*What the exercise asks*. In the knowledge check below, copy the passage from "5. The Central" up to and including "the sample mean?", replacing "sample mean" with "average of the sample" each time it appears.

*Text passage*.
----------------

Knowledge Check — Section 1

1. What is the key difference between a census and a sample?

A census collects data from every individual in the population, while a sample collects data from a subset. Samples introduce sampling error but are more practical and cost-effective.

2. An analytic study differs from a descriptive study in that it:

Analytic studies contrast groups and seek to estimate the strength of associations between exposures and outcomes, while descriptive studies aim to characterize population attributes.

3. Internal validity refers to whether:

Internal validity concerns whether the study produced the "correct" answer for the source population. External validity concerns generalizability to the broader target population.

4. Which distribution would best describe the number of new measles cases reported per week in a public-health unit, where cases are rare and arrive roughly independently?

The Poisson distribution describes the number of rare, independent events occurring in a fixed interval of time, area, or person-time — the canonical model for case counts in surveillance.

5. The Central Limit Theorem says that, for sufficiently large n:

The CLT is about the sampling distribution of the mean, not the raw data. Even if the underlying population is heavily skewed, the distribution of the sample mean across many hypothetical samples becomes approximately Normal as n grows.

6. If a measurement has population standard deviation σ = 12, and you draw a random sample of n = 144, what is the standard error of the sample mean?

----------------

*Recorded information*.
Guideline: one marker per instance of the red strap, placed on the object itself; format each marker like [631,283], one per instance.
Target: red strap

----------------

*Output for this exercise*.
5. The Central Limit Theorem says that, for sufficiently large n:

The CLT is about the sampling distribution of the mean, not the raw data. Even if the underlying population is heavily skewed, the distribution of the average of the sample across many hypothetical samples becomes approximately Normal as n grows.

6. If a measurement has population standard deviation σ = 12, and you draw a random sample of n = 144, what is the standard error of the average of the sample?